TASK DIRECTIONS: Please find every line in the entries below that contains the string "brown", and copy it.

----- INFORMATION GIVEN -----

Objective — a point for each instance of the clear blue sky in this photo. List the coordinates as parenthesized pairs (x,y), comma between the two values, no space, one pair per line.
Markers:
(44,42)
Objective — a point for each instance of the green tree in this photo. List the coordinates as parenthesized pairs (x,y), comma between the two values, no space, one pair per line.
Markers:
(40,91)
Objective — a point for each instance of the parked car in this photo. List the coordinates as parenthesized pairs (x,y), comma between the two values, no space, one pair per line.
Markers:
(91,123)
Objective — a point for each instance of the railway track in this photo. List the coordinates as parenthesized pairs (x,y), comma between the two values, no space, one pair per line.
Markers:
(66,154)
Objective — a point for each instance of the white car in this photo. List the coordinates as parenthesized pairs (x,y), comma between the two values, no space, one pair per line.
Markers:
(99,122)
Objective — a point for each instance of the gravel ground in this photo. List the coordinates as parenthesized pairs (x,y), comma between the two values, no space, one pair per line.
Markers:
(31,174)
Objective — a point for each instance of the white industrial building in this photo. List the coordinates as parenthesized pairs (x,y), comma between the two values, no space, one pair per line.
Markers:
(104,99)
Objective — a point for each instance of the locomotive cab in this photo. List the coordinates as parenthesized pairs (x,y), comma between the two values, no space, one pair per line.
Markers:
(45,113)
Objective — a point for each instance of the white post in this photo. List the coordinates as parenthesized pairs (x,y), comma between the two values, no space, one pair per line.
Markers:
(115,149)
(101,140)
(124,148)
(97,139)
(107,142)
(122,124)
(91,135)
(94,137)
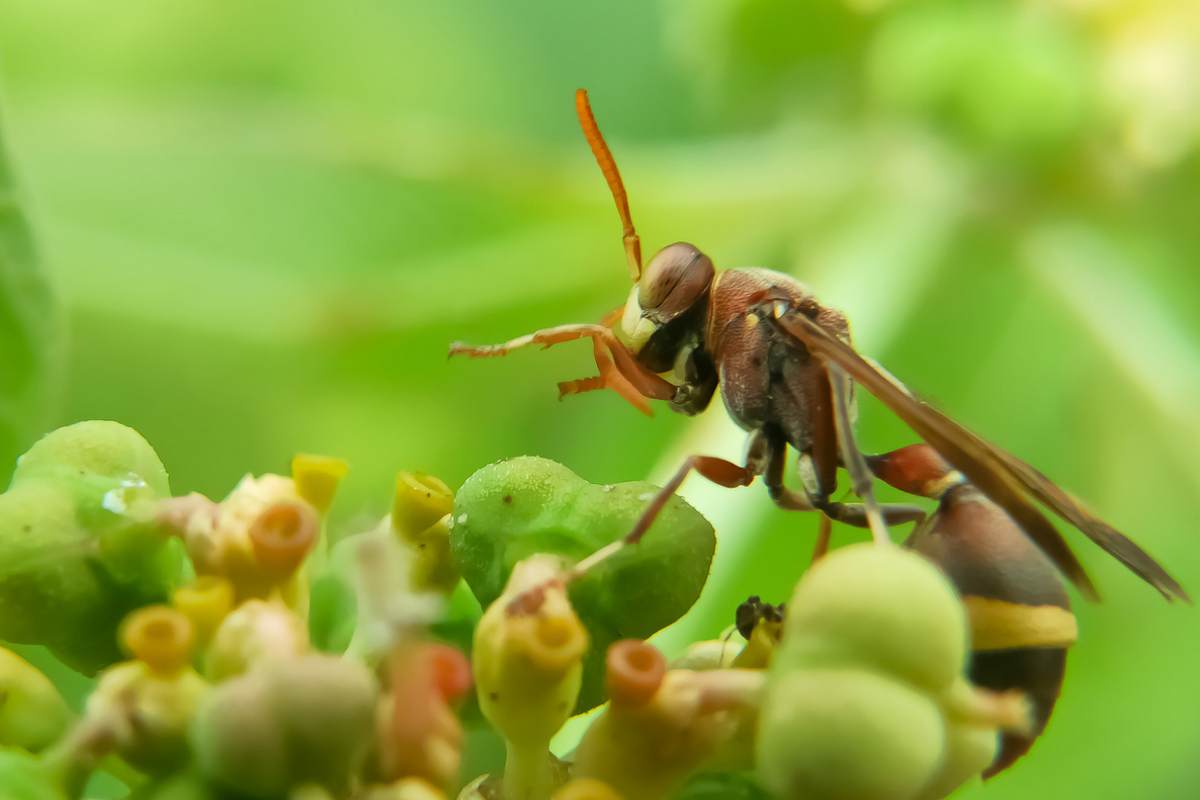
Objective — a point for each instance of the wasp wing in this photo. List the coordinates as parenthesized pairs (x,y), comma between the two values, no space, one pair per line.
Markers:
(1002,476)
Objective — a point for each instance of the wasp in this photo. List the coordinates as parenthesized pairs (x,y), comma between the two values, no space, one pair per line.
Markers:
(787,372)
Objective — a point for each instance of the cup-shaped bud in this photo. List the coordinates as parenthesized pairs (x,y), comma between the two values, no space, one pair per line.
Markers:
(420,500)
(317,477)
(527,665)
(635,671)
(515,509)
(147,704)
(647,749)
(282,535)
(33,714)
(160,637)
(205,601)
(418,733)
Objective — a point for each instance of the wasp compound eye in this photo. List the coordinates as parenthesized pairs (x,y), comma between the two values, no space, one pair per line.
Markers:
(673,281)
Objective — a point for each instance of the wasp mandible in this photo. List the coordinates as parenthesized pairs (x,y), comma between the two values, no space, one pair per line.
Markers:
(787,372)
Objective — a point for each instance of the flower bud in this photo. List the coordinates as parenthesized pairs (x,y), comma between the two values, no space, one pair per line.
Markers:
(286,723)
(33,714)
(78,545)
(508,511)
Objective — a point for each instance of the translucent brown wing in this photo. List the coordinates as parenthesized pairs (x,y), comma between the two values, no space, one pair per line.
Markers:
(1003,477)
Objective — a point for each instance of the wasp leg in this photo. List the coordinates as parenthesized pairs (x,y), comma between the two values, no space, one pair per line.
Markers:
(861,476)
(718,470)
(825,530)
(851,513)
(618,367)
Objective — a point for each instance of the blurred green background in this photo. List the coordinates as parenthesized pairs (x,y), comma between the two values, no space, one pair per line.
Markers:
(263,223)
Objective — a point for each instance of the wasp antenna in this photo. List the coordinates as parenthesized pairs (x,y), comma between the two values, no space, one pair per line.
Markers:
(609,167)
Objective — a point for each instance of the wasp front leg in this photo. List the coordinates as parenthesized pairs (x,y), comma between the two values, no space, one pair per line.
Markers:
(618,368)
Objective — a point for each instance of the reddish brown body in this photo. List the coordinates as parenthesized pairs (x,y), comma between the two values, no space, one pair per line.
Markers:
(767,382)
(787,372)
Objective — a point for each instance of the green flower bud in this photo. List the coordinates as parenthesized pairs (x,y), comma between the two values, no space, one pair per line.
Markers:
(882,608)
(24,777)
(511,510)
(847,734)
(867,696)
(33,714)
(78,547)
(287,723)
(256,631)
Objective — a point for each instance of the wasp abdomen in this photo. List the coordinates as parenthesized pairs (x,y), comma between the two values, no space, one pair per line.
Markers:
(1020,614)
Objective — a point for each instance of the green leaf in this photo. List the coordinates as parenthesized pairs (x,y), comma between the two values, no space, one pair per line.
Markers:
(28,326)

-----

COMPLETED EXERCISE:
Objective — a point for each instance of the translucent brown wing in this photo. List the coordinates as parenthesized pairs (x,y), comma between the two values, no space, one pair per line.
Objective — a point for each instance of the reddish brown body in this photo. List the coordinates as parenthesized pairs (x,y), comma between the two values, no space, one pair per line.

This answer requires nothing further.